(CHALLENGE): Exactly the lines from the one containing "Pin every instance of the red" through the final line of the listing are to be retyped, and nothing more.

%%

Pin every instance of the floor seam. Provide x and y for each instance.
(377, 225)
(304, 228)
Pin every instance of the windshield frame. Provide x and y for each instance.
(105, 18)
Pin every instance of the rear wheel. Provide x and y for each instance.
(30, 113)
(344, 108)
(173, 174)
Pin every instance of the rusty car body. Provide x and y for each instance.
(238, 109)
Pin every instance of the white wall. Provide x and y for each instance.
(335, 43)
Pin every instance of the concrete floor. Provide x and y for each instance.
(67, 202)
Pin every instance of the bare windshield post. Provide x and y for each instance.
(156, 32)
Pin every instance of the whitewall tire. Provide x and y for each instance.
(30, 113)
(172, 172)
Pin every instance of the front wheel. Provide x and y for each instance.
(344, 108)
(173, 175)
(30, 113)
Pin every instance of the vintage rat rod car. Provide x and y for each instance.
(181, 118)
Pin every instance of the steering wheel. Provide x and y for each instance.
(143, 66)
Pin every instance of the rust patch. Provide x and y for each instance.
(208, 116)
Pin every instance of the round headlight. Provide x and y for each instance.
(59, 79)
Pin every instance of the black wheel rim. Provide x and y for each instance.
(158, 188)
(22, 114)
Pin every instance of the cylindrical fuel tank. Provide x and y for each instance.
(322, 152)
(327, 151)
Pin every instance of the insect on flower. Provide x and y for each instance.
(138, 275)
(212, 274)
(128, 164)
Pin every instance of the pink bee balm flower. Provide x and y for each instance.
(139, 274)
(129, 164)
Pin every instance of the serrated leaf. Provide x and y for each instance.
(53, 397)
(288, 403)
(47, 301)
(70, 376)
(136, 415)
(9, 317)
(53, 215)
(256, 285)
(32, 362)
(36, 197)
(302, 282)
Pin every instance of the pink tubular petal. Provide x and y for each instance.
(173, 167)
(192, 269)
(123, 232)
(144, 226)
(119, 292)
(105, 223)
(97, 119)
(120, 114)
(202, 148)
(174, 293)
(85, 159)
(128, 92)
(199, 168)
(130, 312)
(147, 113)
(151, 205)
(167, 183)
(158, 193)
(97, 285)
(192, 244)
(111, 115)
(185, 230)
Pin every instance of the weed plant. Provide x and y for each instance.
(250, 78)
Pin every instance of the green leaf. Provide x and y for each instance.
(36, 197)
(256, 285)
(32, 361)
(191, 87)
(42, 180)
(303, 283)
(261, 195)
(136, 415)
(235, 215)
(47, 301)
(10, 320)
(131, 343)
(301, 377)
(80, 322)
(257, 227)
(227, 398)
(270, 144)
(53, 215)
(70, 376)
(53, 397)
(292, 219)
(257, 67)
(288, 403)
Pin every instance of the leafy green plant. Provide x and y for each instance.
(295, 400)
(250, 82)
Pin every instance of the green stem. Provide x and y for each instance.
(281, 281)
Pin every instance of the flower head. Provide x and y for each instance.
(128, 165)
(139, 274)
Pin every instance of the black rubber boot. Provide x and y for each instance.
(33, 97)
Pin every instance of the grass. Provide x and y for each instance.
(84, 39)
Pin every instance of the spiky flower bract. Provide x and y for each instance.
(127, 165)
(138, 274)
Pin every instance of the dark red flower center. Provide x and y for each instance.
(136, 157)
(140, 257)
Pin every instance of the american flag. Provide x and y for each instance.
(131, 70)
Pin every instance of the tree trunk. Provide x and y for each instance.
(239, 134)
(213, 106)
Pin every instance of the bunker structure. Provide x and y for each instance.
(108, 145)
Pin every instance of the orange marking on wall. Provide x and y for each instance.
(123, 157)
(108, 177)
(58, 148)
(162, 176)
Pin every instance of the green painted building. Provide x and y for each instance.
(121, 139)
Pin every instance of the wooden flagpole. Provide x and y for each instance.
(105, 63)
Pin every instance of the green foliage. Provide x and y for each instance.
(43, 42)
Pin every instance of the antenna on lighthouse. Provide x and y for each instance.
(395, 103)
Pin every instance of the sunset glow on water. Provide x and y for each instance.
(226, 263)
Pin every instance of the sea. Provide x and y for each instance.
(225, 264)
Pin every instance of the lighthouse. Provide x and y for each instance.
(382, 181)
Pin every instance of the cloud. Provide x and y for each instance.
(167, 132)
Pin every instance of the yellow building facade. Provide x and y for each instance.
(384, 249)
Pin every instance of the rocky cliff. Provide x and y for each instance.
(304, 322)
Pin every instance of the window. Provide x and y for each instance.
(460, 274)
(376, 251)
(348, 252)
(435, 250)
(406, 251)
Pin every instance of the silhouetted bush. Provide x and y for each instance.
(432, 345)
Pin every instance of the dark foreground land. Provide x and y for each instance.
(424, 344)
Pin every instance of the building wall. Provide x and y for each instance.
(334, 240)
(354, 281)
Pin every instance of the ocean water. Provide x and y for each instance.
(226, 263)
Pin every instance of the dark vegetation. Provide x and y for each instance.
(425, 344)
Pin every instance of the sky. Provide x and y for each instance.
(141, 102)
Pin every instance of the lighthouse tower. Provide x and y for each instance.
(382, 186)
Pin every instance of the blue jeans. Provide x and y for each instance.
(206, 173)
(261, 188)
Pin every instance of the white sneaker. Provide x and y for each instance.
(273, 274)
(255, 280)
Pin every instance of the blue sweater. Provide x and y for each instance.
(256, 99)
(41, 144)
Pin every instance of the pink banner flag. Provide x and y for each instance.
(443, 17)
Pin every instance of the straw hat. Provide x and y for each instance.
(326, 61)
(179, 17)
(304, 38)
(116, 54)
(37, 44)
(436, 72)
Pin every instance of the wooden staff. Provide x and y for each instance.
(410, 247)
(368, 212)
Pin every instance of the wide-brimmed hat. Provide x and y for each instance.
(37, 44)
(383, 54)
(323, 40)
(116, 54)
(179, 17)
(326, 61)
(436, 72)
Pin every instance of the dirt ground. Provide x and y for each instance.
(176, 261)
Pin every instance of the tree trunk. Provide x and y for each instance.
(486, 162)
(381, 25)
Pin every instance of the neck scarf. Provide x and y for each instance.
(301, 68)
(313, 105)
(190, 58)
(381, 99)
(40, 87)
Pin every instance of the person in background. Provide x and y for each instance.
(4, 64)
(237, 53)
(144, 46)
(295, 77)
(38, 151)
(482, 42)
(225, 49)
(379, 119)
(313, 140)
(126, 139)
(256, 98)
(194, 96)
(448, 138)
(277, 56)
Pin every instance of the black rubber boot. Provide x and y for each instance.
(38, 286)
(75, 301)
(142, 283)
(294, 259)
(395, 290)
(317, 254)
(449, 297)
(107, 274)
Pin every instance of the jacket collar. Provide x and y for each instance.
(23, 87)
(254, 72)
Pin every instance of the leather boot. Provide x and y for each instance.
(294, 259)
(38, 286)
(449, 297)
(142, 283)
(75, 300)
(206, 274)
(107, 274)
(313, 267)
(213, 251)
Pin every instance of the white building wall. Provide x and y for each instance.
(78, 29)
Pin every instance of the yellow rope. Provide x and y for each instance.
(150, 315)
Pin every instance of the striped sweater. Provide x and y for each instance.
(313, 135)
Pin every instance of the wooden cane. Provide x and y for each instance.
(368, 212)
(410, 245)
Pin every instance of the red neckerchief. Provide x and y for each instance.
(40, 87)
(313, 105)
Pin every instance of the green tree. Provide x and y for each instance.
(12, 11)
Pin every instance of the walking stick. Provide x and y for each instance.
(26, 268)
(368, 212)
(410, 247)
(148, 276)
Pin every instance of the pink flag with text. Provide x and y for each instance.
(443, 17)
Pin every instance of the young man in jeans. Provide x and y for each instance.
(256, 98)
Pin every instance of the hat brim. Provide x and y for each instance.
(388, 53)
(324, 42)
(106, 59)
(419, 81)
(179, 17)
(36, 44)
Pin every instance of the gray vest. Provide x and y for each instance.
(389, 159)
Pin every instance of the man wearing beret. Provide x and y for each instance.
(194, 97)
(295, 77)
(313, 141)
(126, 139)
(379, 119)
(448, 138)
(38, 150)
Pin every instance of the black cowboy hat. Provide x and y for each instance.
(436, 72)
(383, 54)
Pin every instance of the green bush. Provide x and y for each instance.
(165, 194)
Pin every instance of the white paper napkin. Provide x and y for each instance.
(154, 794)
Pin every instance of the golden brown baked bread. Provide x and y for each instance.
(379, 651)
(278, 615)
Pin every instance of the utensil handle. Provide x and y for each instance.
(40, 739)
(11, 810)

%%

(ANSWER TO THIS EXERCISE):
Pin every instance of the red neckerchief. Provide x and y for each instance.
(40, 87)
(313, 105)
Pin every instance of the green tree. Provide x and y for each instance.
(12, 11)
Pin every instance of the walking stick. Provide x and y for each instance.
(26, 268)
(368, 212)
(410, 247)
(148, 276)
Pin every instance of the pink flag with text. Provide x and y for each instance.
(443, 17)
Pin every instance of the young man in jeans. Provide x and y for each instance.
(256, 98)
Pin every instance of the hat brim. Provide x and y for each instance.
(388, 53)
(324, 42)
(106, 59)
(419, 81)
(179, 17)
(36, 44)
Pin every instance of the gray vest. Provide x and y for each instance.
(389, 159)
Pin every instance of the man wearing beret. Provide x and y for each instance.
(194, 97)
(295, 77)
(313, 141)
(126, 139)
(379, 119)
(448, 138)
(38, 150)
Pin every instance of the black cowboy hat. Provide x and y for each instance.
(436, 72)
(383, 54)
Pin every instance of the green bush. Provide x and y for each instance.
(165, 194)
Pin every instance of the white paper napkin. Provide x and y for each instance.
(154, 794)
Pin every instance of the golden brown baked bread. Provide x and y for each instance.
(379, 651)
(278, 615)
Pin every instance of the utensil handle. Provide x and y for each instance.
(40, 739)
(11, 810)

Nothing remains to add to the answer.